--- EXCERPT ---
________
# Head pounding quest for consistent accuracy (In the correct place!)



## steveewonders (Dec 30, 2017)

For a long long time..... I have been coming to terms with what i describe as a *left-sided shot placements disorder*. It persists irregardless the frames i used, here is a story of how i am getting so near towards reversing this chronic disease. . .

I'm an aim shooter holding vertically (wondering who else does that). Right handed, both eyes open, anchor at jawbone. Sight with non-dominant eye(left), can't possibly be cross eye dominance. Shots would've gone right sided instead.

Thing is, these methods mostly work great when it did! When it didn't, it makes the same steady patterns on paper and anywhere else time after time. Just when i thought i did everything right, a big group of shots pool just to the left of my mark- nowhere else. How fantastic it would've been if that does not occur.

So i figured probing into the root causes myself. Diagnosis revealed the blunders I've been making unsuspectingly, either which leading towards these harrowing outcomes.

*Wrong anchor*- Sinking my draw hand into the left cheek.

*Terrible wrist habit of tilting fork towards the right*- That causes false sight alignments while steering pouch towards the right ever so slightly.

So i initiated immediate remedy and here's the result on the same paper. 




  








20180330 214856




__
steveewonders


__
Mar 30, 2018








Upon rectifications. these 3 shots immediately found its place one after another! Not desirably close, but that gave some optimism providing sound reasoning for what's been done correctly, what's not been, what's needing attention into. ^_^

Bearing these in mind, i'll dread seeing another shot heading towards the left again!!! 
:wacko:


----------



## M.J (Nov 1, 2010)

I would suggest focusing on the release, especially if you're going to use a face anchor. I think you're right that digging the hand into the face messes up the pouch alignment. 
Think about pointing the ammo at the target before the shot.


----------



## Jolly Roger (Aug 14, 2017)

I do the same thing. No matter what slingshot I use.


----------



## The Norseman (Mar 5, 2018)

Really good job with diagnosing and working towards fixing the problem yourself!


----------



## steveewonders (Dec 30, 2017)

M.J said:


> I would suggest focusing on the release, especially if you're going to use a face anchor. I think you're right that digging the hand into the face messes up the pouch alignment.
> Think about pointing the ammo at the target before the shot.


I figured an equally distributed grip with quick firm release makes it clean launching. This too begs much attention and accountability for.


----------



## Ibojoe (Mar 13, 2016)

M.J said:


> I would suggest focusing on the release, especially if you're going to use a face anchor. I think you're right that digging the hand into the face messes up the pouch alignment.
________
--- EXERCISE INSTRUCTIONS ---
Continue the forum thread on slingshot shot placement from the point where it stops.

--- INFORMATION ---
________
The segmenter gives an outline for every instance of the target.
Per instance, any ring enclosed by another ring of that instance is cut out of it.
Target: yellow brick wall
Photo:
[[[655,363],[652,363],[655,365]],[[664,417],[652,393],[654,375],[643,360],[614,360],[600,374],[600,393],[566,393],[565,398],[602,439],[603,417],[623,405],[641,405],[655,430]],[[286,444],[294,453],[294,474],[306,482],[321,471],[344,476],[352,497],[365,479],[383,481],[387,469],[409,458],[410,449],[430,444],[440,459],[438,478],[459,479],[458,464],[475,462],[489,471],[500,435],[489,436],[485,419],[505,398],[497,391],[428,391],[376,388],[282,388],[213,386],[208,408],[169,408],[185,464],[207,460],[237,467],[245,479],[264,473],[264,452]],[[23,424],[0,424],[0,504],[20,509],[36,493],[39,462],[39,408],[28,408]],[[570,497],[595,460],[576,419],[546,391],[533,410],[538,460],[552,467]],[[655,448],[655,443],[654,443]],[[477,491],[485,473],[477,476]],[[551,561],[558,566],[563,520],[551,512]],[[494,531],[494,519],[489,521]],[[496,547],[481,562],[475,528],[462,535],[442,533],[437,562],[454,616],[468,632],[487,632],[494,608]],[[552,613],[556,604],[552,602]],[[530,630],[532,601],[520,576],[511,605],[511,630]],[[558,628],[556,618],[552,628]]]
________
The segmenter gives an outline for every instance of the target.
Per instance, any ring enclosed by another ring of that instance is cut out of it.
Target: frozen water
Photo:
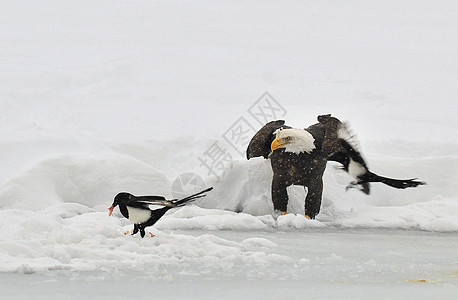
________
--- WRITTEN ANSWER ---
> Think about pointing the ammo at the target before the shot.


 Sound advise.


----------



## wll (Oct 4, 2014)

steveewonders said:


> 20180330_214659.jpg
> For a long long time..... I have been coming to terms with what i describe as a *left-sided shot placements disorder*. It persists irregardless the frames i used, here is a story of how i am getting so near towards reversing this chronic disease. . .
> 
> I'm an aim shooter holding vertically (wondering who else does that). Right handed, both eyes open, anchor at jawbone. Sight with non-dominant eye(left), can't possibly be cross eye dominance. Shots would've gone right sided instead.
> ...


I feel your pain .. my issue is high and to the right shots. Really have think about my head DIRECTLY over the elastic and the anchor point with my index finger just touching my ear lobe. For me it's a matter of really paying attention to where my anchor point is and is it UNDER my dominant shooting eye. It is that simple yet I keep overlooking it.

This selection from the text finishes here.